*** INPUT RECORDS ***
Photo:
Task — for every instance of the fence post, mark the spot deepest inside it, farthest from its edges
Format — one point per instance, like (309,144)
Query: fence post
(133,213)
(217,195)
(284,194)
***
▸ WHAT IS NEEDED
Write out every line of the records again, requests included, and offset each coordinate in the answer points by adding 3. Leave the numbers inside the requests unchanged.

▸ WRITTEN RESPONSE
Photo:
Task — for every instance of the fence post, mark the spot deepest inside it, farthest from its edges
Format — one point per instance, like (309,144)
Query: fence post
(136,216)
(220,198)
(287,197)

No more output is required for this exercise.